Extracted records
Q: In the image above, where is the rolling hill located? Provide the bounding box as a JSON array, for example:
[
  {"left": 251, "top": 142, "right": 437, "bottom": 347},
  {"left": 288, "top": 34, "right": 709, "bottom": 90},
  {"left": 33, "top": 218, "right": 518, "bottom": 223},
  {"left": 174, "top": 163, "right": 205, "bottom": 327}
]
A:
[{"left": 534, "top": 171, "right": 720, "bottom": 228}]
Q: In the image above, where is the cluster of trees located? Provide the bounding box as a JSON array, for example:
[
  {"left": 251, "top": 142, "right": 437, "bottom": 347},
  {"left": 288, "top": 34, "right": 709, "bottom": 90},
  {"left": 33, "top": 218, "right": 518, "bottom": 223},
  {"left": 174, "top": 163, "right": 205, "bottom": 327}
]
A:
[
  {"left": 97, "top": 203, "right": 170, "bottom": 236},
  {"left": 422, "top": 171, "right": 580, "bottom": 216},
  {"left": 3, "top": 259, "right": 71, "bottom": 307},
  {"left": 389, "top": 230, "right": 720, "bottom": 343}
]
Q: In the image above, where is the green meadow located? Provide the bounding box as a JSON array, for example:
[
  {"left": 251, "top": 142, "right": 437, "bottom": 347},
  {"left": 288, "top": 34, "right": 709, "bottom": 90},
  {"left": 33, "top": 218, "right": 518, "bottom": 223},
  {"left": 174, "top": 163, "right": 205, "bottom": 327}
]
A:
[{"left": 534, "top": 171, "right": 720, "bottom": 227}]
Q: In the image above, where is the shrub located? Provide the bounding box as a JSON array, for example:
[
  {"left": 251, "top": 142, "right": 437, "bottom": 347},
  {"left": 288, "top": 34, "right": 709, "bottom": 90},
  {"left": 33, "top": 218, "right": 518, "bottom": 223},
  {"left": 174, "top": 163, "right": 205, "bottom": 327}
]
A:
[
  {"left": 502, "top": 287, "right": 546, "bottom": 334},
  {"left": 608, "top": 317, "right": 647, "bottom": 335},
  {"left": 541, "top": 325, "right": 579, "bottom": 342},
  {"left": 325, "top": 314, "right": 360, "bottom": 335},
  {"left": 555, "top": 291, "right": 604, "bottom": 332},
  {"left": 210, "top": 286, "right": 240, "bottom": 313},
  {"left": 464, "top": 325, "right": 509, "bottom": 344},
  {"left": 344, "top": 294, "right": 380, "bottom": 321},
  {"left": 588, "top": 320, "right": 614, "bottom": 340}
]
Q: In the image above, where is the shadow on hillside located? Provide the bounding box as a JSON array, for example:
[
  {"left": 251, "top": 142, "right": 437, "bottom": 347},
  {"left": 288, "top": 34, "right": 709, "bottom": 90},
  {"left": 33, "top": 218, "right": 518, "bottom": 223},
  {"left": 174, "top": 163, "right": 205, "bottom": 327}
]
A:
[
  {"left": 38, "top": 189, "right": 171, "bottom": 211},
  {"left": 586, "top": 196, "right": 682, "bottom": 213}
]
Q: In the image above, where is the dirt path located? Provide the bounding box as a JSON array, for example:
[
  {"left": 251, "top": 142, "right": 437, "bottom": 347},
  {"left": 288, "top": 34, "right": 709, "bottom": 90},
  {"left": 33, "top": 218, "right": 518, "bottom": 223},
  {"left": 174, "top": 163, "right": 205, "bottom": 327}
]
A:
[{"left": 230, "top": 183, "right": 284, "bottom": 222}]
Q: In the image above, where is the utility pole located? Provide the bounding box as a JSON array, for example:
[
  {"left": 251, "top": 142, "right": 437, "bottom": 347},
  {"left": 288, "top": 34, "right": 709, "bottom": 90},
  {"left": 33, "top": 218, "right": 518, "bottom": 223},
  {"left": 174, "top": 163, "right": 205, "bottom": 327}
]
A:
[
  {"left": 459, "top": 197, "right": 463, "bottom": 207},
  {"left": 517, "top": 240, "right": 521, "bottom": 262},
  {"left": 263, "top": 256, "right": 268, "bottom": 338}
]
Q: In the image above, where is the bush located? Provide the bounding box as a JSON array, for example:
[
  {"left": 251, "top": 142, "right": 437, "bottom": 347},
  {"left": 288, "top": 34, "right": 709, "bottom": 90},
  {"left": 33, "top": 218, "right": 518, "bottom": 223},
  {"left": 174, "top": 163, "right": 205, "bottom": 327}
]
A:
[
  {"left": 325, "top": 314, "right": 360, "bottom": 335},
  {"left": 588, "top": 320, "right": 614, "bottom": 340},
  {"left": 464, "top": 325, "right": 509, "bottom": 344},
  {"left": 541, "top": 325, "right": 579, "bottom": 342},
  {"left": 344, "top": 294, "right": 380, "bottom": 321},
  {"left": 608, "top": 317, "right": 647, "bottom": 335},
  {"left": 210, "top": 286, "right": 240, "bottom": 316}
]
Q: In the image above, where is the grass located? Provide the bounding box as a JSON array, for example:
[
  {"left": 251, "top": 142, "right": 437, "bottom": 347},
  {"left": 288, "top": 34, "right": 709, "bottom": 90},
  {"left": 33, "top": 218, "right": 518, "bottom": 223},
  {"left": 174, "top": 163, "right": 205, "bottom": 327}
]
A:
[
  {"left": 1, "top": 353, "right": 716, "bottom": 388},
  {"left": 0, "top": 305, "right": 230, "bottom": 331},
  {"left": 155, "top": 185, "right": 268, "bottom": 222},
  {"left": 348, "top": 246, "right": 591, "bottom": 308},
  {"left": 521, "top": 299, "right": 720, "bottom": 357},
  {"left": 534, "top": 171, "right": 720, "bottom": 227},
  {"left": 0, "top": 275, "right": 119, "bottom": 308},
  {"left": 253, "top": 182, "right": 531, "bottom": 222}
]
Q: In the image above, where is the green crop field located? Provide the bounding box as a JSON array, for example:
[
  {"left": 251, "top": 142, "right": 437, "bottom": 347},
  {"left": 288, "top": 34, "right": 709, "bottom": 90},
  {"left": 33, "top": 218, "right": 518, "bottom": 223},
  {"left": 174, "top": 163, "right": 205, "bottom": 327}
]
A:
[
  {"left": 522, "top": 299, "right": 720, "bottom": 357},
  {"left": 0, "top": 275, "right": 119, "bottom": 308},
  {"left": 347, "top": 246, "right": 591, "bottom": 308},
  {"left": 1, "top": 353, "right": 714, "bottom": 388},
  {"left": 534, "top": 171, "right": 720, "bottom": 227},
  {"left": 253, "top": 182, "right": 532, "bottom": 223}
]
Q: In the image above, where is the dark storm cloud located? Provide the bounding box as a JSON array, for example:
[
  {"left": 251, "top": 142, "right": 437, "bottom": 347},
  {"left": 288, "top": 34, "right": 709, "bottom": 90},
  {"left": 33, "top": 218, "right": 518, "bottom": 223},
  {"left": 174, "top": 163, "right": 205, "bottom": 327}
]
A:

### What the exercise asks
What lines above hold the word "green"? List them all.

### Task response
Q: In the image above, where is the green meadow located? Provide the bounding box as a JSON array, for example:
Q: In the image above, where is the green crop field located? Provide the bounding box as a JSON array, for example:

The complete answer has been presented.